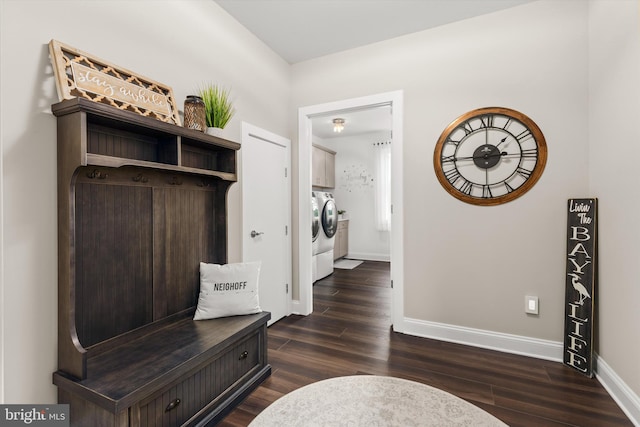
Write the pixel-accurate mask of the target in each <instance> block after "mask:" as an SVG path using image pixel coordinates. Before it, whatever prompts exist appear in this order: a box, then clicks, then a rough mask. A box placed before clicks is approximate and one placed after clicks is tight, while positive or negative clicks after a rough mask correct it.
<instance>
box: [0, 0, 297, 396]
mask: <svg viewBox="0 0 640 427" xmlns="http://www.w3.org/2000/svg"><path fill="white" fill-rule="evenodd" d="M1 1H2V3H0V4H1V6H0V7H1V8H2V9H1V10H0V12H1V21H0V28H1V30H0V31H1V32H0V36H1V42H0V43H1V49H0V50H1V52H2V58H1V59H2V61H1V62H2V65H1V67H2V68H1V73H0V75H1V79H2V80H1V90H2V97H1V98H2V99H1V104H0V108H1V111H2V126H1V127H0V128H1V130H0V132H1V133H0V136H1V140H0V141H1V144H2V207H3V209H2V229H3V235H1V236H0V237H1V238H2V245H1V251H2V252H1V254H2V266H3V269H2V283H1V286H0V289H1V290H2V294H0V312H1V316H2V317H1V319H2V330H1V332H0V333H1V339H2V341H1V342H2V367H1V371H0V374H1V375H2V378H1V380H0V384H1V387H2V393H3V394H0V401H3V402H6V403H46V402H54V401H55V400H56V392H55V387H54V386H53V385H52V383H51V374H52V372H53V371H55V369H56V364H57V352H56V331H57V322H56V319H57V311H56V310H57V243H56V242H57V216H56V215H57V206H56V167H57V165H56V121H55V117H54V116H53V115H52V114H51V112H50V107H51V104H52V103H55V102H57V101H58V99H57V94H56V89H55V81H54V78H53V72H52V68H51V65H50V61H49V57H48V49H47V43H48V42H49V40H51V39H57V40H59V41H62V42H64V43H67V44H69V45H71V46H73V47H75V48H77V49H80V50H83V51H85V52H88V53H91V54H92V55H94V56H97V57H100V58H102V59H105V60H107V61H109V62H111V63H114V64H116V65H119V66H122V67H124V68H127V69H129V70H132V71H134V72H137V73H139V74H142V75H145V76H147V77H149V78H152V79H154V80H157V81H159V82H162V83H164V84H166V85H169V86H171V87H172V88H173V90H174V93H175V97H176V100H177V101H178V103H179V105H180V108H182V104H183V102H184V99H185V97H186V95H188V94H191V93H193V92H194V90H195V89H196V88H197V87H198V86H199V85H200V84H201V83H203V82H206V81H212V82H216V83H221V84H224V85H227V86H229V87H231V91H232V98H233V99H234V100H235V104H236V108H237V111H238V112H237V114H236V117H235V118H234V119H233V120H232V121H231V123H230V124H229V126H228V128H227V130H228V131H229V134H228V135H229V138H230V139H232V140H235V141H240V132H241V129H240V124H241V122H242V121H246V122H249V123H252V124H254V125H256V126H259V127H261V128H264V129H267V130H269V131H271V132H274V133H276V134H280V135H283V136H287V137H288V131H289V129H290V126H291V125H290V123H289V115H288V113H289V111H290V105H289V93H290V66H289V65H288V64H287V63H286V62H285V61H284V60H282V59H281V58H280V57H278V56H277V55H275V54H274V53H273V52H272V51H271V50H270V49H268V48H267V47H266V46H265V45H264V44H263V43H262V42H261V41H259V40H258V39H256V38H255V36H253V35H252V34H251V33H250V32H249V31H247V30H246V29H245V28H244V27H242V26H241V25H240V24H239V23H238V22H237V21H235V20H234V19H232V18H231V17H230V16H229V15H228V14H227V13H226V12H224V11H223V10H222V9H221V8H219V7H218V6H217V4H216V3H214V2H212V1H197V0H186V1H185V0H180V1H178V0H175V1H173V0H166V1H162V2H158V1H153V0H136V1H127V2H124V1H108V0H104V1H103V0H92V1H80V0H78V1H65V0H57V1H46V0H42V1H35V0H19V1H18V0H1ZM238 164H241V163H240V161H239V162H238ZM240 201H241V194H240V184H235V185H233V186H232V187H231V190H230V193H229V202H230V205H229V218H230V223H229V258H230V261H237V260H239V258H240V254H241V248H240V246H239V242H240V238H239V233H240V226H241V223H240V218H241V215H240V212H241V206H240Z"/></svg>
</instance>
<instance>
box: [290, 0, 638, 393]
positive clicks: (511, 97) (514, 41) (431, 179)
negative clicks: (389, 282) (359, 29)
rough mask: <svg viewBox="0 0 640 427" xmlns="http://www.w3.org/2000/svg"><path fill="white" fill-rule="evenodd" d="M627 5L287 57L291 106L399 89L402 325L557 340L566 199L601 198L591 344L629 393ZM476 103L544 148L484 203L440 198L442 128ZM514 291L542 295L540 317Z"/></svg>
mask: <svg viewBox="0 0 640 427" xmlns="http://www.w3.org/2000/svg"><path fill="white" fill-rule="evenodd" d="M637 8H638V2H637V1H636V0H621V1H616V2H611V1H601V2H596V3H594V4H593V5H591V6H590V3H589V2H576V1H572V0H560V1H557V0H556V1H552V0H540V1H537V2H533V3H530V4H527V5H523V6H519V7H515V8H511V9H508V10H505V11H500V12H496V13H492V14H488V15H485V16H481V17H476V18H472V19H468V20H465V21H461V22H457V23H453V24H450V25H446V26H443V27H439V28H435V29H432V30H428V31H424V32H420V33H415V34H411V35H408V36H404V37H399V38H397V39H393V40H388V41H385V42H381V43H376V44H373V45H369V46H365V47H362V48H357V49H352V50H349V51H346V52H342V53H338V54H335V55H329V56H326V57H322V58H318V59H315V60H310V61H306V62H303V63H299V64H295V65H294V66H293V105H294V107H301V106H309V105H315V104H321V103H326V102H332V101H336V100H341V99H349V98H355V97H360V96H365V95H370V94H375V93H382V92H388V91H392V90H398V89H402V90H403V91H404V157H403V160H404V171H403V180H404V209H403V212H404V227H405V228H404V229H405V235H404V257H405V258H404V266H403V271H404V305H405V316H406V317H407V318H408V319H410V320H414V321H416V323H419V322H424V323H429V324H437V325H450V326H453V327H456V326H460V327H462V328H472V329H473V330H478V329H480V330H486V331H491V332H492V333H498V334H508V336H514V335H515V336H521V337H528V338H530V339H532V340H540V342H544V343H551V344H552V343H557V345H558V346H559V348H560V349H561V348H562V347H561V345H562V344H561V343H562V340H563V330H564V287H565V274H566V272H565V262H566V261H565V259H566V256H565V251H566V240H565V239H566V218H567V212H566V204H567V199H569V198H576V197H594V196H595V197H600V198H601V203H600V207H601V213H600V220H601V223H600V224H601V227H600V238H601V240H600V243H601V245H600V253H601V264H600V266H601V268H600V283H601V292H600V295H601V299H600V301H599V303H600V309H599V313H598V314H599V321H600V328H599V332H600V345H599V348H598V350H599V352H600V354H601V356H602V358H601V361H602V362H604V363H602V365H603V366H604V364H605V363H606V362H609V363H610V366H611V368H612V371H613V372H612V373H613V375H612V377H616V373H617V374H619V375H620V377H619V378H617V380H619V381H620V384H621V385H622V386H623V387H621V388H622V389H625V390H628V391H629V392H630V396H631V399H630V401H631V402H632V404H636V405H637V402H638V400H637V395H638V393H639V392H640V378H639V375H640V372H639V371H638V364H637V361H638V360H639V359H640V348H639V342H640V340H639V339H638V338H639V337H638V332H637V325H638V324H640V322H639V321H638V320H639V318H638V316H640V314H639V313H640V311H639V310H637V301H638V300H640V287H639V286H638V285H637V280H636V276H637V272H636V270H635V269H634V268H633V266H634V265H635V263H637V258H638V249H636V248H637V245H636V243H637V241H638V236H639V234H640V228H639V226H638V225H637V221H635V220H636V218H635V216H636V215H634V214H635V212H636V210H637V208H638V206H636V205H637V201H636V199H637V198H635V197H634V196H635V193H636V192H635V191H633V190H635V187H634V184H636V183H637V181H638V180H637V177H636V175H635V170H636V169H637V168H634V167H633V164H632V162H633V159H635V157H633V156H630V155H629V154H633V153H634V152H636V151H638V150H639V148H638V141H639V138H638V129H637V118H638V113H639V112H640V108H639V107H638V99H640V98H639V97H638V75H639V74H638V11H637ZM622 18H624V19H622ZM589 24H591V25H596V27H595V28H592V29H591V30H589ZM614 29H615V31H613V30H614ZM607 33H610V34H607ZM590 43H591V44H592V47H591V48H590ZM614 46H615V47H614ZM590 54H591V57H590V56H589V55H590ZM590 66H591V67H592V69H591V73H590V72H589V67H590ZM600 84H603V86H600ZM594 98H595V99H596V100H597V101H602V104H601V105H598V106H594ZM590 105H591V110H590V109H589V106H590ZM485 106H505V107H510V108H514V109H516V110H519V111H521V112H523V113H525V114H527V115H528V116H529V117H531V118H532V119H533V120H534V121H535V122H536V123H537V124H538V125H539V126H540V127H541V129H542V131H543V133H544V135H545V137H546V141H547V144H548V151H549V159H548V162H547V166H546V169H545V171H544V174H543V175H542V177H541V179H540V181H539V182H538V183H537V184H536V185H535V187H534V188H533V189H532V190H531V191H529V192H528V193H527V194H525V195H524V196H523V197H521V198H519V199H517V200H514V201H512V202H510V203H507V204H504V205H500V206H495V207H478V206H471V205H468V204H465V203H463V202H460V201H458V200H456V199H454V198H453V197H451V196H450V195H449V194H448V193H446V192H445V191H444V189H443V188H442V187H441V186H440V184H439V183H438V181H437V179H436V176H435V174H434V172H433V160H432V159H433V150H434V147H435V144H436V141H437V139H438V137H439V136H440V134H441V132H442V131H443V130H444V129H445V127H446V126H447V125H448V124H449V123H450V122H451V121H452V120H454V119H455V118H456V117H458V116H459V115H461V114H463V113H465V112H467V111H470V110H472V109H475V108H479V107H485ZM622 123H623V125H621V124H622ZM634 126H636V127H635V128H634ZM616 127H617V128H616ZM590 131H591V132H593V135H590ZM596 181H598V182H597V183H596ZM625 190H626V191H625ZM525 295H537V296H538V297H539V298H540V314H539V315H538V316H530V315H526V314H525V313H524V297H525ZM632 306H633V307H635V309H634V308H633V307H632ZM558 356H559V354H558Z"/></svg>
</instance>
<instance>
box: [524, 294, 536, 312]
mask: <svg viewBox="0 0 640 427" xmlns="http://www.w3.org/2000/svg"><path fill="white" fill-rule="evenodd" d="M524 301H525V305H524V312H525V313H529V314H538V297H532V296H529V295H527V296H525V297H524Z"/></svg>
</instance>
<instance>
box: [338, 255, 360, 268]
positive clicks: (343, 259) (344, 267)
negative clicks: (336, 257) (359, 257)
mask: <svg viewBox="0 0 640 427" xmlns="http://www.w3.org/2000/svg"><path fill="white" fill-rule="evenodd" d="M360 264H362V261H358V260H357V259H344V258H343V259H339V260H337V261H336V262H334V263H333V268H340V269H342V270H353V269H354V268H356V267H357V266H359V265H360Z"/></svg>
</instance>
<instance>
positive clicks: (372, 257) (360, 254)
mask: <svg viewBox="0 0 640 427" xmlns="http://www.w3.org/2000/svg"><path fill="white" fill-rule="evenodd" d="M345 258H349V259H359V260H362V261H386V262H389V261H391V255H389V254H368V253H363V252H349V253H348V254H347V256H346V257H345Z"/></svg>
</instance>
....
→ **Instruction**: Copy out the stretch from the start of the entries through the line containing "box: [0, 0, 297, 396]", keeping the pictures out of your copy.

→ **Answer to this problem**:
Write the pixel-accurate mask of the target in each <instance> block after "mask:" as an SVG path using image pixel coordinates. Before it, whatever prompts exist appear in this order: a box, then clicks, then a rough mask. A box placed before clicks is approximate and one placed after clicks is tight, while positive or negative clicks after a rough mask correct it.
<instance>
box: [0, 0, 297, 396]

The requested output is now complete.